◆ **TASK OBJECTIVE**
Would you reproduce every one of the rows below word for word, keeping their order?

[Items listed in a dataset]
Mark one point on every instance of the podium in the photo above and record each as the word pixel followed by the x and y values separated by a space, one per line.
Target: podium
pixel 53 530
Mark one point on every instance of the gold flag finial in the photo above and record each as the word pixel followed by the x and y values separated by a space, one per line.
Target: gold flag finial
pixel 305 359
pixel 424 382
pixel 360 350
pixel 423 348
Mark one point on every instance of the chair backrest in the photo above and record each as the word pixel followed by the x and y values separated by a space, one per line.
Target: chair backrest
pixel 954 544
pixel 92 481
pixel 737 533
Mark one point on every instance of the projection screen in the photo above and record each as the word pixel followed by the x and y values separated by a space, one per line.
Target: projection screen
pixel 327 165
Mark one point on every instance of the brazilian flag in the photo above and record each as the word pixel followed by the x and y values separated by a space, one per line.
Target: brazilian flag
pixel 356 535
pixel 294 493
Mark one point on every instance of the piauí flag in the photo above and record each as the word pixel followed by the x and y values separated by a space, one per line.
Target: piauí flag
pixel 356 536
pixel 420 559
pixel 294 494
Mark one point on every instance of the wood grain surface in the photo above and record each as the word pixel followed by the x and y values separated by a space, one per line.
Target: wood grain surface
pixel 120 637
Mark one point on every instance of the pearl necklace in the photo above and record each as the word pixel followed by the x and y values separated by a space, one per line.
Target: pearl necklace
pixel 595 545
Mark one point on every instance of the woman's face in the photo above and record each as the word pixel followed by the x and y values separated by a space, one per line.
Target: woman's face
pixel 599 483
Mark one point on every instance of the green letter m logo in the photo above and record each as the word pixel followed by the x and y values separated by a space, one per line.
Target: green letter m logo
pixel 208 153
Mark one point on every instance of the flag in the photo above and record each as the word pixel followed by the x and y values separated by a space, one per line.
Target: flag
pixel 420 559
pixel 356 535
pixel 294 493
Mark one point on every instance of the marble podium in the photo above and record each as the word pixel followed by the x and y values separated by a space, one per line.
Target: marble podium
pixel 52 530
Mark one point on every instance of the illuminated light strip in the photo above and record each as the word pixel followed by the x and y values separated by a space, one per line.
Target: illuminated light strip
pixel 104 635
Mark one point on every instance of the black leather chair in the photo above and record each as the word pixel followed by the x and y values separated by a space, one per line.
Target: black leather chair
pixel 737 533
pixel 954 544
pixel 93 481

◆ **SOLUTION TO THIS TASK**
Mark one point on every instance of the podium in the photo above and record each as the word pixel followed by the x and y values separated by a space, one per line.
Target: podium
pixel 53 530
Mark one point on every instance of the gold flag finial in the photo above and record each as the word pixel followed by the x and y values separated by a space, one per line.
Target: gold flag finial
pixel 305 359
pixel 424 382
pixel 360 350
pixel 423 348
Mark one point on every instance of the chair backrest in the photo above and record each as the word pixel followed by the x and y values separated by a space, one per line.
Target: chair backrest
pixel 954 544
pixel 92 481
pixel 737 533
Mark one point on every instance of the projection screen in the photo above and record each as the word pixel followed by the x and y values separated by a space, one per line.
Target: projection screen
pixel 327 165
Mark one point on every instance of the brazilian flag in the photo above and record each as the word pixel followed by the x and y values separated by a space, one per line.
Target: brazilian flag
pixel 356 535
pixel 294 493
Mark one point on every instance of the piauí flag in the photo above and record each as the word pixel followed by the x and y values separated by a space, one per line.
Target: piauí flag
pixel 356 536
pixel 420 559
pixel 294 494
Mark one point on every instance of the wood grain surface in the photo above and record each as the word pixel followed by the x and y values separated by a space, one per line.
Target: wood grain surface
pixel 120 637
Mark one point on every instance of the pearl necklace in the photo above and record each as the word pixel followed by the x and y values separated by a space, one per line.
Target: pearl necklace
pixel 595 545
Mark one point on every instance of the woman's face in the photo above and record each as the word pixel followed by the x and y values separated by a space, one per line.
Target: woman's face
pixel 599 483
Mark one point on every instance of the green letter m logo in the photo above and record each as the word pixel followed by the x and y values separated by a space, one per line.
Target: green letter m logo
pixel 208 153
Mark one point on every instance of the flag in the photo above and record each as the word pixel followed by the x and y values separated by a space, one per line.
Target: flag
pixel 420 559
pixel 356 535
pixel 294 493
Mark one point on every instance of the marble podium in the photo above and record each as the word pixel followed by the x and y values separated by a space, one per line.
Target: marble podium
pixel 52 530
Mark one point on every instance of the illuminated light strip in the photo above and record each as the word pixel followed by the x and y values separated by a space, one per line.
Target: illuminated light strip
pixel 104 635
Mark one point on every instance of the black leather chair in the photo above and record each as the word pixel followed by the x and y values separated by a space, one per line.
Target: black leather chair
pixel 737 533
pixel 954 544
pixel 93 481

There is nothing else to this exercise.